>>

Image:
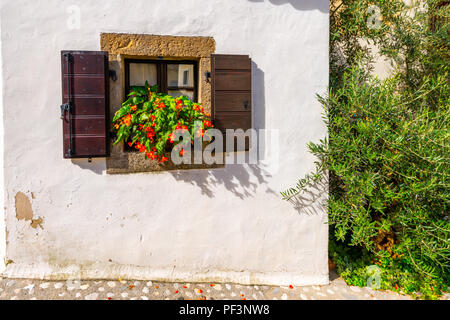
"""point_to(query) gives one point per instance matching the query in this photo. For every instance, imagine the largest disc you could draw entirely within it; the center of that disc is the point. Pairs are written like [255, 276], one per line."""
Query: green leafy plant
[148, 121]
[387, 154]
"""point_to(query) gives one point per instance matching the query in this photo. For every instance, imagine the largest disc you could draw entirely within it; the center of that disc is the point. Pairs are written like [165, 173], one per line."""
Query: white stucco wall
[200, 225]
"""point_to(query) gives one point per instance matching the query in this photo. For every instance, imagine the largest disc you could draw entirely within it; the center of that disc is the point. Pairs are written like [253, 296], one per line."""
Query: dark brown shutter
[85, 103]
[231, 100]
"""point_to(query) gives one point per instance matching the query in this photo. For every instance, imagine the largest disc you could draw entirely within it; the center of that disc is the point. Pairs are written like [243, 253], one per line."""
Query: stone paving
[29, 289]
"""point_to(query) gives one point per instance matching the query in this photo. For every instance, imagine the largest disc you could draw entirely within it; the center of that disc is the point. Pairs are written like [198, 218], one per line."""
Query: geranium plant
[148, 121]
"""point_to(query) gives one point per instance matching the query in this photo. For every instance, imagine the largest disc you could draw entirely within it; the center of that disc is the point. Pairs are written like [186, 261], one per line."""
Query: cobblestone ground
[28, 289]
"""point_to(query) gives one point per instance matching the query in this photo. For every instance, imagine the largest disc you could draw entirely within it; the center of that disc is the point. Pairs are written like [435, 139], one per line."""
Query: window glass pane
[141, 72]
[180, 75]
[181, 92]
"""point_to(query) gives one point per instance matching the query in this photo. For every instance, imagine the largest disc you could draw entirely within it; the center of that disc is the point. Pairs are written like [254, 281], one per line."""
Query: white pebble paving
[58, 285]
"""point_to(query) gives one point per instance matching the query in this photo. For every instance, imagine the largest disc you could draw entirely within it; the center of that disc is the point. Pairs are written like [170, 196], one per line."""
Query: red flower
[127, 119]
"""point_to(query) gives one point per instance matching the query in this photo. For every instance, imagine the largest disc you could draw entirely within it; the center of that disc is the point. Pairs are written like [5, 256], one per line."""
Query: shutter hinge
[208, 76]
[66, 107]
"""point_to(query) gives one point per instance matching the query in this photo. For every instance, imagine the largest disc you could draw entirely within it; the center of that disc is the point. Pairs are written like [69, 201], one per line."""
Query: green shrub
[387, 155]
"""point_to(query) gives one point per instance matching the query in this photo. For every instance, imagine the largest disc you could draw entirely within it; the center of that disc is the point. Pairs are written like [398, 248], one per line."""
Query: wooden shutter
[231, 88]
[84, 111]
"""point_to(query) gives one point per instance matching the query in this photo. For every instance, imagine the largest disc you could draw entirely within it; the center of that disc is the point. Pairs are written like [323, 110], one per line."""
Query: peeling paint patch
[23, 207]
[24, 211]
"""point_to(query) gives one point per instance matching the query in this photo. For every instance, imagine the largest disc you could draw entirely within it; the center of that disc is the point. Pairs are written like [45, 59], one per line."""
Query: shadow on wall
[321, 5]
[237, 177]
[309, 202]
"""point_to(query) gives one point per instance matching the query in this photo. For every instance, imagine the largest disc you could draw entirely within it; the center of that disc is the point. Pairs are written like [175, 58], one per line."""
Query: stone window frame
[121, 46]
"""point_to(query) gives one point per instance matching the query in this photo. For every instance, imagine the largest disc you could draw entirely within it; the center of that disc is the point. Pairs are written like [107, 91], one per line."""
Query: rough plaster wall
[224, 224]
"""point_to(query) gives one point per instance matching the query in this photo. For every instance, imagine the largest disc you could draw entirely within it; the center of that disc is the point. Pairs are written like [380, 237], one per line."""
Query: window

<<

__Aim__:
Exact duplication of all the records is required; pictures are omitted from the copy.

__Task result__:
Image:
"""point_to(query) gives one point per instance matching the query in this photo. For every instance, imagine the largest disc you could draw entirely within it; the center of that disc is the point. Pairs are written like [255, 276], one per line."""
Query: green leafy plant
[148, 121]
[387, 154]
"""point_to(query) gives one point per instance matching the query in this photo. For every instance, imagine the largest disc you could draw entirely within it; the center of that disc is the point. Pairs are written like [165, 173], one per line."""
Query: white stucco wall
[200, 225]
"""point_to(query) gives one point per instance matching the query in this photo. For every instance, imagine the largest disc you could draw entirely within it; the center of that disc is the point. Pairs are written like [253, 296], one per line."""
Query: dark brown shutter
[85, 103]
[231, 100]
"""point_to(query) gives one point per instance matching the query in this photo. For every instance, imagine the largest disc you could draw entirely within it; the center of that disc is the point. Pairs are written like [243, 253], one per line."""
Query: stone paving
[29, 289]
"""point_to(query) gives one point per instance matching the query in this photo. For every instance, imagine the largest disc you could draw entirely within it; the center of that disc is the point. Pairs are written like [198, 218], one per line."""
Query: geranium plant
[148, 121]
"""point_to(query) gives one point per instance matching the query in this photo. For every instance, imagine the largest disc you could draw entirely within it; the center of that disc is the point. Pairs are written like [186, 261], one per line."""
Query: cobblestone ground
[28, 289]
"""point_to(query) gives one point per instance matching the query in this photo. For every instance, imagine the largest disc you could draw entirely within it; the center of that disc is the point. Pairs are written like [435, 139], one per line."""
Query: window glass pane
[141, 72]
[180, 75]
[181, 92]
"""point_to(query) gives one point per instance matching the query in this photo. For every instance, imagine the largest disc you could draw entirely within it; the center of that disc is the point. Pairs are written like [254, 281], one per line."""
Query: white pebble paving
[58, 285]
"""point_to(query) gives one point per instance matching the query in this photo. For every instance, imagine the largest disc you could draw entirely within it; the center of that disc is the point. Pairs are written like [170, 196], one per line."""
Query: red flower
[127, 119]
"""point_to(query) gives one point per instance matching the query in this photo. For every instance, imagine the largest disc you could draw entirely within it; the center of that disc is the point. Pairs are written like [5, 256], one per line."""
Query: shutter hinge
[208, 76]
[66, 107]
"""point_to(query) gives one point per instance matching the query in this photo. For every instance, imagine the largest disc you could draw entirely within it; the center of that disc is the point. Pairs are written like [69, 201], one per line."""
Query: green shrub
[387, 155]
"""point_to(query) gives one point per instance matching the query in this photo. For every instance, imagine the largest disc you could draw entirely within it; the center of that disc is the point. Pairs are written like [398, 248], one per line."""
Query: wooden shutter
[231, 88]
[84, 111]
"""point_to(query) gives one point per instance matching the query in this photo. For every instance, imagine the largest disc you could draw entirely within it; the center of that disc is the point. Pairs are written like [323, 110], one per line."""
Query: peeling paint patch
[23, 207]
[24, 211]
"""point_to(query) gives one point per instance matching the query in this photo. For every instance, imagine the largest disc you could draw entirely within it; the center of that disc is the point. Pairs are written like [45, 59], one per line."""
Query: shadow on wall
[321, 5]
[237, 177]
[309, 202]
"""point_to(query) gives one point per instance matching the query in this photo. For every instance, imagine the largest disc you could draw entirely within it; the center of that disc is the point. Pairs are written like [175, 58], one per line."""
Query: stone window frame
[121, 46]
"""point_to(query) gives one point per instance matching the query in this photo. For every instance, imagine the largest disc you could draw entirely within it; the center of that disc is the point. Pairs are written like [107, 91], one per line."""
Query: rough plaster wall
[224, 224]
"""point_to(query) gives one point per instance matching the query in this photo. For every instance, imagine the largest disc you could draw entirely within it; the center of that disc is the point. Pairs are written like [380, 237], one per line."""
Query: window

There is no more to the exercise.